→ 作業指示
冷却水温度制御方法の文書のうち、「作動制御にインバータを用いる」という語句で始まり「ることを防止する必要がある。」までの部分を、一字も変えずに書き出してください。

===== 文書の抜粋

説明

水循環式コンプレッサにおける冷却水温度制御方法

【課題】簡便な制御手段により水循環式コンプレッサの冷却水の温度制御を行って、過冷や過熱を防止してコンプレッサの円滑及び安全性を確保する水循環式コンプレッサにおける冷却水温度制御方法を提供する。
【解決手段】圧縮機本体5の吐出空気温度が5℃以下になると温度センサ1によりクーラ2のモータ3のスイッチ4をOFFにして冷却水の過冷を防止すると共に60℃以上になるとスイッチ4をONにして過熱を防止する。

【発明の詳細な説明】
【技術分野】
【0001】
圧縮機本体の冷却に水を用いる水循環式コンプレッサにおいて、使用される水の氷結や過熱を防止して圧縮機本体の冷却を円滑に行わせるようにした水循環式コンプレッサにおける冷却水温度制御方法に関する。
【背景技術】
【0002】
コンプレッサとしてはその本体の冷却に冷却水を要する所謂水循環式コンプレッサが環境保全の点からも広く使用されている。この種類のコンプレッサでは外気温度の変化やコンプレッサの使用状態に応じて温度変化する冷却水の温度管理をすることが圧縮機の円滑及び安全運転において必要である。勿論、水循環式でない油を用いたコンプレッサにおいても圧縮空気を冷却するアウタークーラや油冷却のためのオイルクーラ等が使用され、これ等のクーラの作動制御を行うことが従来より行われていた。その公知技術の1つとして「特許文献1」が挙げられる。
【特許文献1】特開2005−207370(図1)
【発明の開示】
【発明が解決しようとする課題】
【0003】
前記の「特許文献1」の「特開2005−207370」の「圧縮機ユニット」は、その系路に配置されているアウタクーラやオイルクーラの制御をインバータ制御によって行うものである。
作動制御にインバータを用いることは広く使用される技術であり、細かい制御が可能であるが、そのための装置構造が複雑となり高価なものとなり、高頻度のメンテナンスも必要である。
【0004】
勿論、水循環式コンプレッサにおいても冷却水を温度制御するためのクーラの制御方法としてインバータ制御が採用可能であるが、前記のような問題点があり、より簡便で安価な制御方法が望まれる。
【0005】
水循環式コンプレッサに使用される冷却水としては外気温度の低下等により冷却水が氷結することを防止する必要があると共に、外気温度の高温化等に伴って冷却水の温度が非常に高くなることを防止する必要がある。

==========
===== データ欄

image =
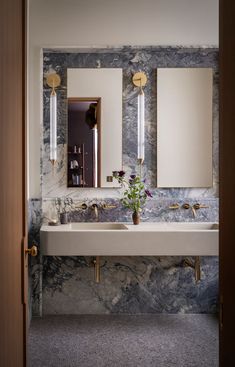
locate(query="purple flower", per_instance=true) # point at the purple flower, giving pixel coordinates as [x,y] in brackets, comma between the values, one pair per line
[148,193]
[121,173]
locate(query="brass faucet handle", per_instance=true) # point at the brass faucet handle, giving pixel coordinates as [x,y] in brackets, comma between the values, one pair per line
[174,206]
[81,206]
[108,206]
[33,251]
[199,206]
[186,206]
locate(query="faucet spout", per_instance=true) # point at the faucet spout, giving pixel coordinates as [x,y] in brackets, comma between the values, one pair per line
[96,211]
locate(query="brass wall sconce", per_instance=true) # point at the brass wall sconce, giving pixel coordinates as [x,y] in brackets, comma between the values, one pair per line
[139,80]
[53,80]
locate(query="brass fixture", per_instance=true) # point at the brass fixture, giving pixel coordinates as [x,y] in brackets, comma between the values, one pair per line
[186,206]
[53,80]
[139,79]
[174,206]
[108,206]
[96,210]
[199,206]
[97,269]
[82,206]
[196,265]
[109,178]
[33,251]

==========
===== データ欄

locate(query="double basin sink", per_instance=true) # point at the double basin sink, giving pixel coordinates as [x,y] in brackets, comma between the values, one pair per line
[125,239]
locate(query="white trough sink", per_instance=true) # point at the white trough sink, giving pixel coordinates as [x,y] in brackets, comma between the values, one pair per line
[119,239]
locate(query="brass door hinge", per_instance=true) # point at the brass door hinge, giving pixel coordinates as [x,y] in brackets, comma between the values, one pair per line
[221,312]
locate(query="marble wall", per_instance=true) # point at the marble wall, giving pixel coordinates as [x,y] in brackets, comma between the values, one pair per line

==========
===== データ欄

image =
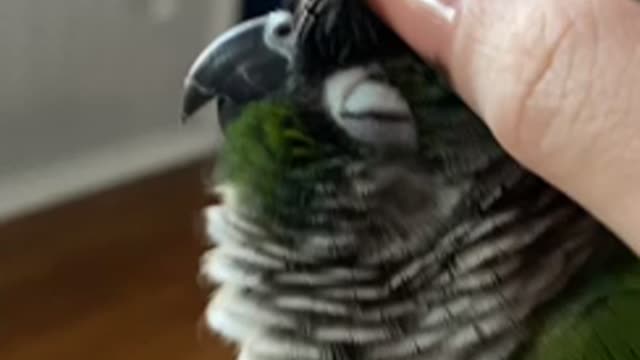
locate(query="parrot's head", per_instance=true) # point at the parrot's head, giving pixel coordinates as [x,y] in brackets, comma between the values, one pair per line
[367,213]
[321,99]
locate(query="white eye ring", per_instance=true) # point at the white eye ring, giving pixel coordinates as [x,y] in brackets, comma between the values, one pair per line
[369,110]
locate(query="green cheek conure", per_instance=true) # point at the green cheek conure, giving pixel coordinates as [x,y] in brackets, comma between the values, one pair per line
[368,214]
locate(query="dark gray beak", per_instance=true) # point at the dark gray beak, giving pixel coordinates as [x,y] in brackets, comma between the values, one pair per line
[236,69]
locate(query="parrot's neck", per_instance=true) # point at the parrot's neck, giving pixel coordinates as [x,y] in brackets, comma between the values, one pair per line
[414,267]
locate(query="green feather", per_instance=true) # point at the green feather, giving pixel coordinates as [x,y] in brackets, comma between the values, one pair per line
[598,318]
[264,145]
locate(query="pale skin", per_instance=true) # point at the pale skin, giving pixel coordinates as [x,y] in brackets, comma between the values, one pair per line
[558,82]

==========

→ 作業の解答
作動制御にインバータを用いることは広く使用される技術であり、細かい制御が可能であるが、そのための装置構造が複雑となり高価なものとなり、高頻度のメンテナンスも必要である。
【0004】
勿論、水循環式コンプレッサにおいても冷却水を温度制御するためのクーラの制御方法としてインバータ制御が採用可能であるが、前記のような問題点があり、より簡便で安価な制御方法が望まれる。
【0005】
水循環式コンプレッサに使用される冷却水としては外気温度の低下等により冷却水が氷結することを防止する必要があると共に、外気温度の高温化等に伴って冷却水の温度が非常に高くなることを防止する必要がある。